*Data for processing*
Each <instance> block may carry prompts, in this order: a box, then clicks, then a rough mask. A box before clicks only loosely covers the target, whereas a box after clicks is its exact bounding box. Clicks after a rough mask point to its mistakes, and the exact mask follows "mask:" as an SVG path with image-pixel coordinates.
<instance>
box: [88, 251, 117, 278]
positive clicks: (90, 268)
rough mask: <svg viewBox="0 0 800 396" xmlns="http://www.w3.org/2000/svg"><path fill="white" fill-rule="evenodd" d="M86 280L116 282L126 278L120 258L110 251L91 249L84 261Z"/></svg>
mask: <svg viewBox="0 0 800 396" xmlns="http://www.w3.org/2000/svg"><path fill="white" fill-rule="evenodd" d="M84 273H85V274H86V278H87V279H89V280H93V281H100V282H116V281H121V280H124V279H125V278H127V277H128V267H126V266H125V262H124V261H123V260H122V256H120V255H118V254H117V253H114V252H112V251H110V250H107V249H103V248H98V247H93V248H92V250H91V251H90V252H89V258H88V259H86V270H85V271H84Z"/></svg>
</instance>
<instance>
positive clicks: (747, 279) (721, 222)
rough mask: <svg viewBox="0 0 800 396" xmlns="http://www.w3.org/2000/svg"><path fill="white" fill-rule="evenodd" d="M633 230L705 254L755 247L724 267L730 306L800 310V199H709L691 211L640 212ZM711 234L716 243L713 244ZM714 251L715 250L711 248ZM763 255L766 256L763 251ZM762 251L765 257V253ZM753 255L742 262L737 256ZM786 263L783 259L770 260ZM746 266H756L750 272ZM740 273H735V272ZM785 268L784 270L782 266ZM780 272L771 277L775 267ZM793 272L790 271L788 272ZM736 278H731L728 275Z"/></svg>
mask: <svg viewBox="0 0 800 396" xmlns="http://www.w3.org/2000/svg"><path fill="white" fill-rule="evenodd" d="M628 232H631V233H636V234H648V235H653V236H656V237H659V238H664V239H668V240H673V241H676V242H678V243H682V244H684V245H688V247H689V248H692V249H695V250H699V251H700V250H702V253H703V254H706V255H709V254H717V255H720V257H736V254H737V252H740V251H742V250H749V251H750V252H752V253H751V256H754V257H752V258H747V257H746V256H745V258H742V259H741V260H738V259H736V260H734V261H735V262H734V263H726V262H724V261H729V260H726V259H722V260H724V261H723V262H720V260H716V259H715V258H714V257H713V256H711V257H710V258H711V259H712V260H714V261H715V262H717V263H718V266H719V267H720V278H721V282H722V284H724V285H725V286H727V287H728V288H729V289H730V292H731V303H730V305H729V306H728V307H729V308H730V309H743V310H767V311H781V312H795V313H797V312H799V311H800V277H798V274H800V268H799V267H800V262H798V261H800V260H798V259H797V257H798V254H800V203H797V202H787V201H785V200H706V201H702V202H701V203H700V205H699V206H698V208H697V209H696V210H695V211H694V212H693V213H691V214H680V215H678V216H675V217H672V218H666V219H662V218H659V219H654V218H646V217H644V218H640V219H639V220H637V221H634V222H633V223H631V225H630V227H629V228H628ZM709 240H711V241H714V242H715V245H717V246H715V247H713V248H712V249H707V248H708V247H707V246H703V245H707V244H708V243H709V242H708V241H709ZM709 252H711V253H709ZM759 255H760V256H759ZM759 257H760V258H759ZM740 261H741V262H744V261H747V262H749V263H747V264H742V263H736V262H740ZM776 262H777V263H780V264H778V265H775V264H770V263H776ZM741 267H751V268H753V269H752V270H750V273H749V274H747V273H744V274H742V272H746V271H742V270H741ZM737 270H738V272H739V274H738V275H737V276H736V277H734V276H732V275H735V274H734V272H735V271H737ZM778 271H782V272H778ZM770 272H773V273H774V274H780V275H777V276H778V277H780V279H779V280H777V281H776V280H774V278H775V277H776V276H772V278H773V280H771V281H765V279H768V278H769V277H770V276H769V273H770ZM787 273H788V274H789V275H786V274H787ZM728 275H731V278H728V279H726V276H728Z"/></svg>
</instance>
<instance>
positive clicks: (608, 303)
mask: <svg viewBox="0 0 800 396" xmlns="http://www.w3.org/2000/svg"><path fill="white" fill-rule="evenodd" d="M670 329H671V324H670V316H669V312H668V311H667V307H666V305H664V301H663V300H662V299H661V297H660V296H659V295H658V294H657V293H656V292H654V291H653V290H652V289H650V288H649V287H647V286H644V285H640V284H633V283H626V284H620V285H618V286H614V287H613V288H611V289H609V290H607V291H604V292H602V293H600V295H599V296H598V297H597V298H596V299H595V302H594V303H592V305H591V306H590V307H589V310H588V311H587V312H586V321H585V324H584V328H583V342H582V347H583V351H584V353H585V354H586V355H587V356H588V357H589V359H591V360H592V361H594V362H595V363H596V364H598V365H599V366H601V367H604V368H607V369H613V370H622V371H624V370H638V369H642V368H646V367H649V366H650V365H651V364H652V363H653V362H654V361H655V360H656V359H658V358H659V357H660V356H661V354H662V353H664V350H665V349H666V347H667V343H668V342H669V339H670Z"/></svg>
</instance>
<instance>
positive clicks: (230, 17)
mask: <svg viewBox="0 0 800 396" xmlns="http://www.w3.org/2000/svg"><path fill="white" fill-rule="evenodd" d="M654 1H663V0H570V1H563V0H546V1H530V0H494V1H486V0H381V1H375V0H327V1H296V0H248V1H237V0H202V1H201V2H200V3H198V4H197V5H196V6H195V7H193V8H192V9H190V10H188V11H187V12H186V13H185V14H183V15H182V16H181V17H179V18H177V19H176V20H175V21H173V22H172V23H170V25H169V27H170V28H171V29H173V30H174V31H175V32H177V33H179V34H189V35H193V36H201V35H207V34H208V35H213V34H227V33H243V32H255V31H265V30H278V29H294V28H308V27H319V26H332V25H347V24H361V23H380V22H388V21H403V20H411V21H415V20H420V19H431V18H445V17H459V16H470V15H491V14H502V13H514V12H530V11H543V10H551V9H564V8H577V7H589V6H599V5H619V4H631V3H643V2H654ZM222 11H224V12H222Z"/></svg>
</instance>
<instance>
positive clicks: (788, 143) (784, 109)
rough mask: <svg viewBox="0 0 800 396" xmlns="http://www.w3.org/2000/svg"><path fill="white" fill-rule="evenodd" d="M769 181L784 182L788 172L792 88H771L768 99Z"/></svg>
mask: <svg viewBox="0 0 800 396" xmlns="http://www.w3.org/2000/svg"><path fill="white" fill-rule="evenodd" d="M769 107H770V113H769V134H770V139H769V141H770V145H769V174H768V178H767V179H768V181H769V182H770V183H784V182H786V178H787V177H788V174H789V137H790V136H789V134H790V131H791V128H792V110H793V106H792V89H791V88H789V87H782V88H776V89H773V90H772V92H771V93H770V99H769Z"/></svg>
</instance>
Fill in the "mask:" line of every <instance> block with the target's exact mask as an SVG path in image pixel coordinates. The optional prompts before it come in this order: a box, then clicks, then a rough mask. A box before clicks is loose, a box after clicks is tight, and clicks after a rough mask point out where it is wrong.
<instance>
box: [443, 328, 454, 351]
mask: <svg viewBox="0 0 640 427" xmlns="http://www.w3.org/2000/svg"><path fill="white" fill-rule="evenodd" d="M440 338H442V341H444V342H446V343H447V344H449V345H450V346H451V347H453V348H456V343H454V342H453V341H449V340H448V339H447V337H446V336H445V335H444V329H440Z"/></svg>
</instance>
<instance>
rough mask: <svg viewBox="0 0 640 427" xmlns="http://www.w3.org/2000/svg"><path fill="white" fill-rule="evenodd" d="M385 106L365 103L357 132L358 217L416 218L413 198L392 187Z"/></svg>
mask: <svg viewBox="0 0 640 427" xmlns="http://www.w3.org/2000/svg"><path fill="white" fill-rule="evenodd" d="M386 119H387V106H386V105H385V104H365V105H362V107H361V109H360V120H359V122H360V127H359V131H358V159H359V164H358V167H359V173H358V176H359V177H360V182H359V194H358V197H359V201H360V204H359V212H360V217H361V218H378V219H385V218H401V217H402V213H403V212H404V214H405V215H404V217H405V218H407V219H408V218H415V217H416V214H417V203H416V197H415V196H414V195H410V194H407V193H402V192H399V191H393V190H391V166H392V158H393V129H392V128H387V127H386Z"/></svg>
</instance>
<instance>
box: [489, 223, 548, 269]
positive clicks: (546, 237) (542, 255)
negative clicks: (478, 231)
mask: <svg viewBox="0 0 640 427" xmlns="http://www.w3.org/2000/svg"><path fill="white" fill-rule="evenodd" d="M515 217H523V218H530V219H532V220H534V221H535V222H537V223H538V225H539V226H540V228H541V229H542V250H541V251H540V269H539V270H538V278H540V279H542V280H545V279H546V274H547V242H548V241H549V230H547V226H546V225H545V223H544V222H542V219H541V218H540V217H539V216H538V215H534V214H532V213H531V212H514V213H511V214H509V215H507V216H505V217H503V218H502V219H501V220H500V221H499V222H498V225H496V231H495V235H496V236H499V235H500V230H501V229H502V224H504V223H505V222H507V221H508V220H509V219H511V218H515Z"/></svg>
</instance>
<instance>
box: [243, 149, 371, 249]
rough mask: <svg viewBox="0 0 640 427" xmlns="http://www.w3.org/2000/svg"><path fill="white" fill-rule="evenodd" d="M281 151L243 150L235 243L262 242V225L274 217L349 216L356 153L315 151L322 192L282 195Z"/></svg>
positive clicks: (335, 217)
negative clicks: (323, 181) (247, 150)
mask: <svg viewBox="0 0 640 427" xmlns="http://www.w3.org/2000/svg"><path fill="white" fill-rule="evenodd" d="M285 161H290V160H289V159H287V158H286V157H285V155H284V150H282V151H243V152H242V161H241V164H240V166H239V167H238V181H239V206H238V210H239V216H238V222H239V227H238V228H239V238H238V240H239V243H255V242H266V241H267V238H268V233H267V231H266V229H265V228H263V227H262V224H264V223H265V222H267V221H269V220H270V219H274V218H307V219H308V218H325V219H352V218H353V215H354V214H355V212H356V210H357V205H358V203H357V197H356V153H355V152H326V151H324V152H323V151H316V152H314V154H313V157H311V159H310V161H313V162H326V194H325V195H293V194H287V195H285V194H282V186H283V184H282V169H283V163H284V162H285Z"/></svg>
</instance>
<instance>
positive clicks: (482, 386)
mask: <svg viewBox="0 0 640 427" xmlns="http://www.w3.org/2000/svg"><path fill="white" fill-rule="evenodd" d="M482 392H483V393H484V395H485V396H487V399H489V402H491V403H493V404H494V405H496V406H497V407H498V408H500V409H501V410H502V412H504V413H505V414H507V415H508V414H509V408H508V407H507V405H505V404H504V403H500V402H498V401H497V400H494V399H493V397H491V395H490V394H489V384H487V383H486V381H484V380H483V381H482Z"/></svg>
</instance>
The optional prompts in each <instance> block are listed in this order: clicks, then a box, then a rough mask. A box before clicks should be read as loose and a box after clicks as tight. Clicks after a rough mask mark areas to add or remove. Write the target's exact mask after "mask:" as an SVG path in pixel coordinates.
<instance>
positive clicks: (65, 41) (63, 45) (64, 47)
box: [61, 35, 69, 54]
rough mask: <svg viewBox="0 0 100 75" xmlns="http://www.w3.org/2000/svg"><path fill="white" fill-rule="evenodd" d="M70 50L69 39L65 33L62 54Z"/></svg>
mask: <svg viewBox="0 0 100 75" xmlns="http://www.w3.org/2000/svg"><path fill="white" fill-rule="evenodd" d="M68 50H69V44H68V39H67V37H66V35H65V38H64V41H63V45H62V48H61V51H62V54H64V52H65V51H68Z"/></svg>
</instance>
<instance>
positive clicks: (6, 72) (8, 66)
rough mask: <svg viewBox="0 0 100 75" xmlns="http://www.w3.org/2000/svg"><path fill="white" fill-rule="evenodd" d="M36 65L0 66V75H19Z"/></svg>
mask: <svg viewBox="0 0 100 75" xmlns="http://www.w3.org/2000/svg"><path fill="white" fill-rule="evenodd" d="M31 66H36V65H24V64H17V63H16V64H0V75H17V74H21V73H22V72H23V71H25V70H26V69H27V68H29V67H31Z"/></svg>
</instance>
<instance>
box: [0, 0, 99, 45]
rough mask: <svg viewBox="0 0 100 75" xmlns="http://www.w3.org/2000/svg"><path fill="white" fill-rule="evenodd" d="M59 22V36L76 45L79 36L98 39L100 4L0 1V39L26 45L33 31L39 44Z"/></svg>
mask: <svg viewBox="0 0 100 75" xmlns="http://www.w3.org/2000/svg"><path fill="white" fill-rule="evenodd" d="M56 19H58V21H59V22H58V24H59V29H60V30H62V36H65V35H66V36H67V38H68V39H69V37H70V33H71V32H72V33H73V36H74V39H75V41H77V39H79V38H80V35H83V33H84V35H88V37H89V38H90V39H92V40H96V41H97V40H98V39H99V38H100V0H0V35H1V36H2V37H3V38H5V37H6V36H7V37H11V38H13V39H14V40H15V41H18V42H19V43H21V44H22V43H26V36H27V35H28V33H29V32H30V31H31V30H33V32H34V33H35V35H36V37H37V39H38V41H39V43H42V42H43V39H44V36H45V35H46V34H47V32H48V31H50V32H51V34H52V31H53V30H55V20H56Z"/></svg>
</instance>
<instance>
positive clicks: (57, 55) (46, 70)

*What to produce*
Stop after the line containing "positive clicks: (747, 279) (721, 222)": print exactly the lines from the start of the entries above up to it, that line included.

*Task output*
Each <instance> block may carry prompts, in this order: a box, then clicks, then a rough mask. A box before clicks only loosely covers the target, whereas a box after clicks is its exact bounding box. Clicks after a rough mask point to its mistakes, and the exact mask follows "mask:" as an SVG path with image-pixel coordinates.
<instance>
box: [88, 251, 117, 278]
positive clicks: (90, 268)
rough mask: <svg viewBox="0 0 800 396" xmlns="http://www.w3.org/2000/svg"><path fill="white" fill-rule="evenodd" d="M86 280L116 282L126 278L120 258L110 251L91 249L84 261Z"/></svg>
mask: <svg viewBox="0 0 800 396" xmlns="http://www.w3.org/2000/svg"><path fill="white" fill-rule="evenodd" d="M84 273H85V274H86V278H87V279H89V280H93V281H100V282H116V281H121V280H124V279H125V278H127V277H128V267H126V266H125V262H124V261H123V260H122V256H120V255H118V254H117V253H114V252H112V251H110V250H107V249H103V248H98V247H93V248H92V250H91V251H90V252H89V258H88V259H86V270H85V271H84Z"/></svg>
</instance>
<instance>
positive clicks: (747, 279) (721, 222)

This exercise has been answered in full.